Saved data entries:
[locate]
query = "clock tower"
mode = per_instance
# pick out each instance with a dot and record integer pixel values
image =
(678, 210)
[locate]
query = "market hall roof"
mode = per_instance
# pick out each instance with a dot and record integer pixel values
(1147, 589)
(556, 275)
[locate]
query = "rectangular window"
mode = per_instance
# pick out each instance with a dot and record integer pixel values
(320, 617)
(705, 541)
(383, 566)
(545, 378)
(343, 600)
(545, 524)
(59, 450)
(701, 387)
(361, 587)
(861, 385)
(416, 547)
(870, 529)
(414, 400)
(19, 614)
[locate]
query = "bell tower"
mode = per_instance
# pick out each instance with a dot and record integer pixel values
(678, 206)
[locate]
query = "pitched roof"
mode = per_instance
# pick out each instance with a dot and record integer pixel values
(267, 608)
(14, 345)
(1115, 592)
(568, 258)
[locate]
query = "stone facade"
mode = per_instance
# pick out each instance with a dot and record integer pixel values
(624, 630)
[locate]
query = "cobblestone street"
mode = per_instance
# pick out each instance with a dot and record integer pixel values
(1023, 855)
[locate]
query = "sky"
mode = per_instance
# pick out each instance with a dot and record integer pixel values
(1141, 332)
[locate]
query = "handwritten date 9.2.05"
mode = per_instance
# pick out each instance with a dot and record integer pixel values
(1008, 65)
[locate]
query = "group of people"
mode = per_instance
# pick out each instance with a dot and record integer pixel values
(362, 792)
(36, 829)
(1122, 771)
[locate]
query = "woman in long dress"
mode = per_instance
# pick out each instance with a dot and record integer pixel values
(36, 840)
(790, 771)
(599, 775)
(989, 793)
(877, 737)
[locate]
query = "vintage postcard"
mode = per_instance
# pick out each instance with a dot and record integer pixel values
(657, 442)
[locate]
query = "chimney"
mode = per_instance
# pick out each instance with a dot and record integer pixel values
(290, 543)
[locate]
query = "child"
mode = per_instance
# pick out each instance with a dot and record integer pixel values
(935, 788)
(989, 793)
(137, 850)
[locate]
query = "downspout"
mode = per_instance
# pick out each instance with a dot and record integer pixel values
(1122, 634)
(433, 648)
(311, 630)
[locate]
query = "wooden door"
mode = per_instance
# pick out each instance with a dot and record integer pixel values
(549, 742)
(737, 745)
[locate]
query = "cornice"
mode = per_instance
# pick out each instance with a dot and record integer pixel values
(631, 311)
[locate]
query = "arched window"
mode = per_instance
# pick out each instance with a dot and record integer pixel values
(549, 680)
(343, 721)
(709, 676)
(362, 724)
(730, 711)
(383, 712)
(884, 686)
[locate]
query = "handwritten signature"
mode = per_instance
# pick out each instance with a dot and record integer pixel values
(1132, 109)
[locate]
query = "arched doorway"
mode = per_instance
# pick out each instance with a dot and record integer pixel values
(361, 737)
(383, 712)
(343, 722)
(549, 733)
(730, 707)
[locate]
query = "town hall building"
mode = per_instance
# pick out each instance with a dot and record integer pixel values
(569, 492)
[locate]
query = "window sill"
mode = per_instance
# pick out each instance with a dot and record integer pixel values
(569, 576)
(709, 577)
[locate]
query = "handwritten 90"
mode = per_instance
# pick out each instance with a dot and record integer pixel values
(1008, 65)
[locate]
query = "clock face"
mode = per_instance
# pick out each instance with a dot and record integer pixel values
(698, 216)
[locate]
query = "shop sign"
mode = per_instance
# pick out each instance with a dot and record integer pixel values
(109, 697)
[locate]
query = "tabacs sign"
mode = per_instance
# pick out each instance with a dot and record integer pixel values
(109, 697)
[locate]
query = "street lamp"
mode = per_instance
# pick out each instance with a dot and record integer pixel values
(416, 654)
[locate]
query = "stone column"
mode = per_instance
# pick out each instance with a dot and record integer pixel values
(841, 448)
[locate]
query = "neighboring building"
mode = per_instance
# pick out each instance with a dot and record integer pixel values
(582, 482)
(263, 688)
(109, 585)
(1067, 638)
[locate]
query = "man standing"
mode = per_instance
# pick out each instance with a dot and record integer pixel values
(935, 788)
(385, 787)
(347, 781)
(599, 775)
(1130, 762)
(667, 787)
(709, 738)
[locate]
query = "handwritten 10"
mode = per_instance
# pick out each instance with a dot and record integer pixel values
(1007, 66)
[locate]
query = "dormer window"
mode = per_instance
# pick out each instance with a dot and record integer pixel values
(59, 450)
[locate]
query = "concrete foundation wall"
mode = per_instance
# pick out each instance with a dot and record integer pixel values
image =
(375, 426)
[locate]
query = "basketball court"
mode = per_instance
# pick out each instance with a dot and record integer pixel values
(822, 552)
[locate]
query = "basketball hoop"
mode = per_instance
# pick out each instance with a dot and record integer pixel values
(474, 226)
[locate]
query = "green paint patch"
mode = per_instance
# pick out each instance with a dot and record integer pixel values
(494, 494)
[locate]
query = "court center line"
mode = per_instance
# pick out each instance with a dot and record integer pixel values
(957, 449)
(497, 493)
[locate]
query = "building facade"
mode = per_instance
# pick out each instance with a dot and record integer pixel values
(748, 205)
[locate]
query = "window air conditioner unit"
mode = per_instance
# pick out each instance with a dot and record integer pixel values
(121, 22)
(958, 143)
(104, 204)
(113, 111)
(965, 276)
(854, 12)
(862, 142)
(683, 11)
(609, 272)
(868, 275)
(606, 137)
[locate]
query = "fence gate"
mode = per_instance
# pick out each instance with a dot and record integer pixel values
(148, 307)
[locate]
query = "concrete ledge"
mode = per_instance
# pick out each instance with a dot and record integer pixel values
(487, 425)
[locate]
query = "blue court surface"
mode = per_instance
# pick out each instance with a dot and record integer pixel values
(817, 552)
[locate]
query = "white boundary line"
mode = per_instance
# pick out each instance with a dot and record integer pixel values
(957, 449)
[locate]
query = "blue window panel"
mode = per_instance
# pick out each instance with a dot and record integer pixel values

▸ What to produce
From the records above, extract every line exactly as it stands.

▸ Response
[locate]
query = "clock tower"
mode = per_instance
# pick out each instance with a dot and record integer pixel values
image =
(678, 210)
[locate]
query = "market hall roof"
mode = per_instance
# pick out each instance with a dot and record integer pixel values
(1147, 589)
(556, 275)
[locate]
query = "rectangular window"
mode = per_instance
# pick out each instance with a dot and record integer pixel values
(320, 617)
(705, 541)
(383, 566)
(545, 378)
(343, 600)
(545, 524)
(59, 450)
(701, 387)
(361, 587)
(861, 385)
(416, 547)
(870, 529)
(414, 400)
(19, 614)
[locate]
query = "bell tower"
mode = per_instance
# pick out each instance with a dot and record integer pixel values
(678, 206)
[locate]
query = "pitched roof"
mode = per_instance
# pick out each instance with a dot and record integer pixel values
(267, 608)
(14, 345)
(1115, 592)
(568, 258)
[locate]
query = "stone facade"
mode = per_instance
# pick out each instance with a dot and record integer pixel values
(624, 630)
[locate]
query = "cobblestone street"
mode = per_instance
# pick out each instance with a dot and record integer pixel values
(1023, 855)
[locate]
query = "sky"
mode = per_instance
# pick out each instance with a dot and record integer pixel values
(1141, 332)
[locate]
query = "handwritten date 9.2.05"
mode = per_instance
# pick out each instance with a dot and record integer pixel values
(1008, 65)
[locate]
query = "group of people"
mode = per_instance
# pick out each instance with a dot and record integer pixel values
(362, 792)
(36, 829)
(1122, 771)
[locate]
query = "woman in long dress"
mode = per_instance
# pick out each instance with a dot and record integer pixel values
(36, 840)
(790, 771)
(599, 775)
(989, 793)
(877, 737)
[locate]
query = "vintage postcard"
mode = per_instance
# pick out each instance with a dot and record integer pixel values
(657, 442)
[locate]
query = "chimney"
mode = per_instance
# pick out each instance with a dot and record integer pixel values
(290, 543)
[locate]
query = "child"
mode = per_instance
# pick out each instance with a dot and record integer pixel values
(935, 788)
(989, 793)
(137, 850)
[locate]
query = "downspout"
mode = per_instance
# pick out each instance with a dot and record integer pixel values
(1122, 634)
(433, 648)
(311, 630)
[locate]
query = "wooden door"
mode = per_instance
# pick out each instance with a dot and record integer pixel values
(549, 742)
(737, 745)
[locate]
query = "cornice"
mode = per_instance
# pick out each instance with a dot and record integer pixel values
(631, 311)
[locate]
query = "arched window"
mode = per_instance
# pick out each instance with a dot and record integer pixel values
(549, 680)
(343, 721)
(709, 676)
(362, 724)
(730, 711)
(383, 712)
(884, 686)
[locate]
query = "handwritten signature"
mode = per_instance
# pick out each instance with a dot and record integer pixel values
(1132, 109)
[locate]
query = "arched doorway"
mode = per_instance
# pick out each instance with a dot and record integer pixel values
(361, 737)
(383, 712)
(343, 722)
(549, 733)
(730, 707)
[locate]
query = "town hall building"
mode = per_instance
# pick out each instance with a dot and record integer pixel values
(569, 492)
[locate]
query = "window sill"
mode = per_instance
# pick out each instance with a dot and record integer pixel values
(569, 576)
(709, 577)
[locate]
query = "handwritten 90"
mode = per_instance
# pick out each instance with a dot and record integer pixel values
(1008, 65)
[locate]
query = "clock face"
mode = per_instance
# pick out each instance with a dot and record integer pixel values
(698, 216)
[locate]
query = "shop sign"
mode = per_instance
# pick out each instance with a dot and record integer pixel values
(109, 697)
[locate]
query = "tabacs sign"
mode = per_instance
# pick out each instance with a dot and record integer pixel values
(109, 697)
[locate]
query = "street lamp"
mode = per_instance
# pick out each instance with a dot and record integer pixel values
(416, 654)
[locate]
query = "stone column"
mode = per_instance
# pick out each instance with a dot and record integer pixel values
(841, 448)
[locate]
query = "neighboring building"
mode = per_instance
# pick out each instance with a dot and record integer pixel values
(582, 482)
(263, 688)
(109, 585)
(1067, 638)
[locate]
query = "man standing"
mode = per_instance
# pick out each instance with a dot and record integer pixel values
(935, 788)
(385, 787)
(347, 781)
(599, 775)
(1130, 762)
(667, 787)
(709, 738)
[locate]
query = "handwritten 10"
mode = per_instance
# pick out each instance with a dot and record integer pixel values
(1007, 66)
[locate]
query = "dormer window"
mode = per_instance
# pick out each instance with a dot and record integer pixel values
(59, 450)
[locate]
query = "concrete foundation wall"
mode = per_instance
# pick out each instance with a dot and record integer pixel values
image =
(375, 426)
[locate]
query = "basketball court"
mode = per_instance
# pick out each instance with a dot and record integer pixel values
(822, 552)
[locate]
query = "basketball hoop"
mode = per_instance
# pick out each instance with a dot and record integer pixel values
(474, 226)
[locate]
query = "green paint patch"
mode = per_instance
# pick out each instance with a dot and record integer pixel values
(494, 494)
[locate]
query = "court center line"
mode = per_instance
# pick out each instance with a dot and record integer pixel values
(957, 449)
(497, 493)
[locate]
query = "building facade"
mode = per_instance
# pick out each instance with a dot and record integer pixel values
(748, 205)
[locate]
query = "window air conditioner unit"
mode = per_instance
# pick out each instance with a dot and record integer pixel values
(121, 22)
(958, 143)
(104, 204)
(113, 111)
(965, 276)
(854, 12)
(862, 142)
(683, 11)
(609, 272)
(868, 275)
(606, 137)
[locate]
query = "fence gate"
mode = per_instance
# pick out each instance with a dot and record integer pixel values
(148, 307)
[locate]
query = "concrete ledge"
mode = per_instance
# pick out each instance with a dot and record integer pixel values
(487, 425)
[locate]
query = "blue court surface"
mode = per_instance
# pick out each instance with a dot and record integer pixel values
(817, 552)
[locate]
query = "white boundary line"
mode = per_instance
# pick out each instance with a dot and record integer pixel values
(957, 449)
[locate]
query = "blue window panel"
mode = per_instance
# pick out each instance with a dot and record integer pixel values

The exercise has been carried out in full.